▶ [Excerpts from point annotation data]
[start]

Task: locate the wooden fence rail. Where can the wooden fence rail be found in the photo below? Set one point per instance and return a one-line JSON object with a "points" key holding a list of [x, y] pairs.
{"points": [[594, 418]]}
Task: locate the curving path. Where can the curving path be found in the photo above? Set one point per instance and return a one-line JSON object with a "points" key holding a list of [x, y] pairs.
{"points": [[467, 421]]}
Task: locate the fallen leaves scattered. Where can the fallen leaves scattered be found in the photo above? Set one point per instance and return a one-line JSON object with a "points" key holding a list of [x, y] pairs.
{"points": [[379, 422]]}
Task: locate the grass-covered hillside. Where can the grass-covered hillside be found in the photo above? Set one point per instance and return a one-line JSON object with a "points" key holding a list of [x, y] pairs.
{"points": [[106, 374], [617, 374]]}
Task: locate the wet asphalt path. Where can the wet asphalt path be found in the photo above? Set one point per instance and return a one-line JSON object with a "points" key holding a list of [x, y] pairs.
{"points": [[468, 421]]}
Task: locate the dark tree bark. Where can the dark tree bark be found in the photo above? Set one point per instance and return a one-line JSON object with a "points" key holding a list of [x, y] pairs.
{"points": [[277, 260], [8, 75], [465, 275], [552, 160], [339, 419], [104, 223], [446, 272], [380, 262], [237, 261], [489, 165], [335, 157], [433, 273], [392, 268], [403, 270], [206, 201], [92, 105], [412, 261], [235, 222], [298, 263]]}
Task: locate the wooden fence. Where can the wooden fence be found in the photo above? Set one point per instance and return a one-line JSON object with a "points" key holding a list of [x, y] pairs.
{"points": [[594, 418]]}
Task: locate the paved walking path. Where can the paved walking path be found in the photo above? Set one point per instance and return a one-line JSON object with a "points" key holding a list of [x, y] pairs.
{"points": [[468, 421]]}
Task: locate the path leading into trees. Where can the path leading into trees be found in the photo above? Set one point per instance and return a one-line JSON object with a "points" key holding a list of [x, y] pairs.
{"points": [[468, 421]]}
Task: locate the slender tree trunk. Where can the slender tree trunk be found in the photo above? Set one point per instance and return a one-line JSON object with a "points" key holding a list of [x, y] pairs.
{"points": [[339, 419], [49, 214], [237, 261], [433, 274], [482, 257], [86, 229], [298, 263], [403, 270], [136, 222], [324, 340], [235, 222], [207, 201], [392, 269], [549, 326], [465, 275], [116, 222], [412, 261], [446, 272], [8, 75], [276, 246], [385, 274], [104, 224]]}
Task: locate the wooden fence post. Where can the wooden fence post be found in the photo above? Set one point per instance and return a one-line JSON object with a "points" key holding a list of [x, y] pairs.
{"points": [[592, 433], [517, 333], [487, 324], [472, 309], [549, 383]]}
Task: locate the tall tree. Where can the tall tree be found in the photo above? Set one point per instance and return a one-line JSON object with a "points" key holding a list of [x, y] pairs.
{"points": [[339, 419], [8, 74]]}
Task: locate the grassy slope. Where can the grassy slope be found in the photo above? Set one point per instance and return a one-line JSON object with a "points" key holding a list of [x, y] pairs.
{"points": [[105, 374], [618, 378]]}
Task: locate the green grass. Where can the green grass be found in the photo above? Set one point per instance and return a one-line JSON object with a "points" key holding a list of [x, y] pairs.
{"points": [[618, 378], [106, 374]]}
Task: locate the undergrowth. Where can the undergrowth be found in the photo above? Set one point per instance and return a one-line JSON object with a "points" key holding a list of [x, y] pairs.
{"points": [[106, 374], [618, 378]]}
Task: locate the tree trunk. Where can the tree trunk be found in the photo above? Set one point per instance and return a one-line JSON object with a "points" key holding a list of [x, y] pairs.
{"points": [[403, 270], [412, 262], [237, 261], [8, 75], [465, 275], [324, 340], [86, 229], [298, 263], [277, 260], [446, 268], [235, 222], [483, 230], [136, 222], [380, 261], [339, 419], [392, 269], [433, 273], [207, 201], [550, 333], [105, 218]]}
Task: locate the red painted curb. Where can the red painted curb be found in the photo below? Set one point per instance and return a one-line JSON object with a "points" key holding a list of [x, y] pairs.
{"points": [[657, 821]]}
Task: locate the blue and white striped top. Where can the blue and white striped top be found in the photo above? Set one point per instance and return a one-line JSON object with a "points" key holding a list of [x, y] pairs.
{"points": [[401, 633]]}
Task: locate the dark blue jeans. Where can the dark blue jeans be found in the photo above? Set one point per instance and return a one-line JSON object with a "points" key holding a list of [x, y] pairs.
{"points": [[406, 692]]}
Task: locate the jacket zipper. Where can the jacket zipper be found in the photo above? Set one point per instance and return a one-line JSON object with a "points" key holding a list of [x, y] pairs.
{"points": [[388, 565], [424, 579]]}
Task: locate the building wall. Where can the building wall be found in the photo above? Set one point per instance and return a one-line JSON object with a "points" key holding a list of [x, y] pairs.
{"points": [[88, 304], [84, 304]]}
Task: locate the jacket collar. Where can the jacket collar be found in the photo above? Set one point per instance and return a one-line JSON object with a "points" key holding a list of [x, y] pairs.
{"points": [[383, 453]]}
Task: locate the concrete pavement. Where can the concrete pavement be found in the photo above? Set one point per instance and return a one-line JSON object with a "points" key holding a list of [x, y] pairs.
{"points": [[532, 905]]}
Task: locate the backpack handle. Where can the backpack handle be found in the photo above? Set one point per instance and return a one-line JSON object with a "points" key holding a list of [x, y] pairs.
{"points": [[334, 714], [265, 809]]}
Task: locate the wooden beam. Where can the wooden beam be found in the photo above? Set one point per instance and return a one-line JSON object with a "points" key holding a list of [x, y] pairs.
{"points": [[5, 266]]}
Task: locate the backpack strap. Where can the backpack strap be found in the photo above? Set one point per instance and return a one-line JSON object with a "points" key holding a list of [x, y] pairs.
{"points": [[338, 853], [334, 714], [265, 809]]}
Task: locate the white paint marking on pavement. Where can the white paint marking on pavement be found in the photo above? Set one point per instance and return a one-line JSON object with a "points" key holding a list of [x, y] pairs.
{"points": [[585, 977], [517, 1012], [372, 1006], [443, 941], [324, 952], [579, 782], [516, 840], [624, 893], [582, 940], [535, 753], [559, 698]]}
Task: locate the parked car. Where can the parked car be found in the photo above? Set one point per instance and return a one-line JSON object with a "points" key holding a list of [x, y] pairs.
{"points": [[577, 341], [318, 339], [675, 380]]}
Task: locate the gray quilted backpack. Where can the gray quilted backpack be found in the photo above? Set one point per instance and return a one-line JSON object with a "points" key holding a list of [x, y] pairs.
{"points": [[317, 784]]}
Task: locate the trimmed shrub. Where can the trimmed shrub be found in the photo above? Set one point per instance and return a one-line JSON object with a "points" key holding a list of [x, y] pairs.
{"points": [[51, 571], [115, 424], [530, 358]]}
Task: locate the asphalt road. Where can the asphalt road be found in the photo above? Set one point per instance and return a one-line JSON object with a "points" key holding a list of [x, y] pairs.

[end]

▶ [Problem to solve]
Your task is to repeat every line exactly.

▶ [Answer to this task]
Task: locate the wooden fence rail. Where can the wooden fence rail be found in the photo below? Set one point per instance and return a one-line JSON object with a "points" key holding a list of [x, y] pairs.
{"points": [[594, 418]]}
Task: locate the curving path. Where can the curving path be found in the photo above? Set one point per instance and return a one-line JSON object with a "points" key holding a list of [x, y] pairs.
{"points": [[467, 421]]}
Task: locate the fallen leaves scattered. Where can the fallen leaves scattered be found in the photo above? Set one point per instance and return a one-line JSON object with a "points" key holding a list of [x, y] pairs.
{"points": [[379, 422]]}
Task: locate the grass-covered hillside. Where can the grass-covered hillside be found in the photo above? Set one point per instance and return a one-line JSON object with a "points" key holding a list of [x, y] pairs.
{"points": [[106, 374], [617, 374]]}
Task: locate the wet asphalt path. Where can the wet asphalt path be found in the photo above? Set one point per instance and return a one-line JSON object with a "points" key holding a list of [x, y] pairs.
{"points": [[468, 421]]}
Task: locate the dark tree bark. Where can the dark tree bark be found in the photo above? Set one point per instance and return a one-line JSON object with a "points" key holding a list of [x, y] pairs.
{"points": [[277, 260], [8, 75], [465, 275], [552, 160], [339, 419], [104, 223], [446, 272], [380, 262], [237, 261], [489, 165], [335, 157], [433, 273], [392, 268], [403, 270], [206, 201], [92, 105], [412, 261], [235, 222], [298, 263]]}
Task: locate the wooden fence. Where can the wooden fence be found in the photo above? Set one point per instance and return a one-line JSON object with a "points" key holding a list of [x, y] pairs.
{"points": [[594, 418]]}
Task: locate the paved walking path. Where can the paved walking path be found in the photo above? Set one point per instance and return a one-line JSON object with a "points" key holding a list of [x, y] pairs.
{"points": [[468, 421]]}
Task: locate the path leading into trees. Where can the path leading into trees be found in the photo above? Set one point per instance and return a one-line JSON object with a "points" key holding a list of [x, y] pairs.
{"points": [[468, 421]]}
Task: locate the slender tree trunk. Where can the slender tree trunk be found in the photo above? Set one point per instance and return a one-line JSON object with a "points" key holding a list of [x, y] pairs.
{"points": [[339, 419], [49, 214], [237, 261], [433, 274], [482, 257], [86, 229], [298, 263], [403, 270], [136, 222], [324, 340], [235, 222], [207, 201], [392, 269], [549, 326], [465, 275], [116, 222], [412, 261], [446, 272], [8, 75], [276, 246], [385, 274], [104, 224]]}
Task: locate the wooden fence post. Where can the wooden fence post be found in the photo above? Set one point per instance and return a one-line JSON object with a "points" key holding a list of [x, y] pairs.
{"points": [[592, 433], [517, 333], [487, 324], [472, 309], [549, 383]]}
Task: locate the tall tree. Where can the tall tree be found in the photo above? Set one point per instance and return a one-line JSON object with a "points" key holding a list of [x, y] pairs.
{"points": [[339, 419], [8, 74]]}
Task: locate the grassy slope. Where can the grassy slope be found in the photo above? Set one point per instance and return a one-line JSON object with a "points" key holding a list of [x, y] pairs.
{"points": [[105, 374], [618, 378]]}
Task: locate the green grass. Where can the green grass be found in the photo above? Set one point per instance and return a one-line JSON object with a "points" key holding a list of [x, y] pairs.
{"points": [[618, 378], [106, 374]]}
Task: locate the undergrowth. Where can the undergrowth be found in the photo above? Set one point per instance and return a one-line JSON object with a "points" key holding a list of [x, y] pairs.
{"points": [[106, 374], [618, 378]]}
Task: locate the tree trunk. Where can the tree trunk be found in the photo above? Set one point per instance and return a one-line JSON object with a "points" key holding a list of [x, y] pairs.
{"points": [[403, 270], [412, 262], [237, 261], [8, 75], [465, 275], [324, 340], [86, 229], [298, 263], [277, 260], [446, 268], [235, 222], [483, 230], [136, 222], [380, 261], [339, 419], [392, 269], [433, 273], [207, 201], [550, 333], [105, 218]]}
Task: locate the red painted curb. Where can the red painted curb be found in the photo below? Set one point per instance and return a one-line JSON object with a "points" key holding a list of [x, y] pairs.
{"points": [[657, 821]]}
Task: locate the blue and white striped top. Where can the blue and white striped top be found in the photo above? Set one point per instance and return a one-line JSON object with a "points" key holding a list of [x, y] pairs.
{"points": [[401, 633]]}
Task: locate the dark blue jeans. Where can the dark blue jeans be found in the photo above? Set one point per instance and return a one-line JSON object with a "points" key holding a list of [x, y] pairs.
{"points": [[406, 692]]}
Task: locate the jacket zipper. Where can the jacket zipper be found in the photo above? Set one point per instance and return a one-line JSON object with a "points" key holding a list of [x, y] pairs.
{"points": [[388, 565], [424, 579]]}
Task: locate the building wall. Where can the building wall be found in the photo above? Set one point per instance and return a one-line JSON object with a "points" key holding a list of [x, y] pairs.
{"points": [[88, 304], [84, 304]]}
Task: locate the jacket collar. Where can the jacket collar be found in the photo above? Set one point per instance and return a one-line JSON object with a "points" key holding a list of [x, y] pairs.
{"points": [[383, 453]]}
Task: locate the concrete pavement. Where can the concrete pavement be found in the photo above? Set one point per instance and return a one-line JSON object with a "points" key holding a list of [x, y] pairs.
{"points": [[532, 905]]}
Task: locate the backpack handle. Where can the backpack handle be found in the photo above? Set one point per instance and return a one-line JSON object with a "points" key holding a list of [x, y] pairs.
{"points": [[334, 714], [265, 809]]}
Task: locate the wooden beam. Where can the wooden beam be found in the photo above? Set one point per instance and return a one-line JSON object with a "points" key holding a list of [x, y] pairs.
{"points": [[5, 266]]}
Task: locate the backpack strap. Where can the backpack strap be found in the photo above? Set one point per instance and return a one-line JSON object with a "points" key holding a list of [x, y] pairs.
{"points": [[338, 853], [334, 714], [265, 809]]}
Task: locate the white paint marking on pavement. Where can the white paint marking on pavement be found in the photo above? Set one point per instance and return a one-line JSON object with a "points" key holding a list of [x, y] pairs.
{"points": [[585, 977], [517, 1012], [372, 1006], [443, 941], [324, 952], [579, 782], [516, 840], [624, 893], [582, 940], [535, 753], [559, 698]]}
Task: locate the parked car. Where can the parked car be found in the photo above? Set one point per instance and return a one-line JSON object with a "points" key holding a list of [x, y] pairs.
{"points": [[577, 341], [318, 339], [675, 380]]}
Task: locate the gray quilted backpack. Where can the gray quilted backpack be found in the photo above? Set one point per instance and return a one-line JSON object with a "points" key holding a list of [x, y] pairs.
{"points": [[317, 784]]}
Task: locate the trimmed shrub. Where can the trimmed shrub be found in the photo above? Set one point per instance and return a one-line JSON object with a "points" key holding a list of [x, y] pairs.
{"points": [[51, 571], [115, 424], [530, 358]]}
Task: locate the asphalt road. Where can the asphalt road be found in the photo above? Set one point per instance and return a one-line JSON object with a "points" key holding a list of [x, y] pairs.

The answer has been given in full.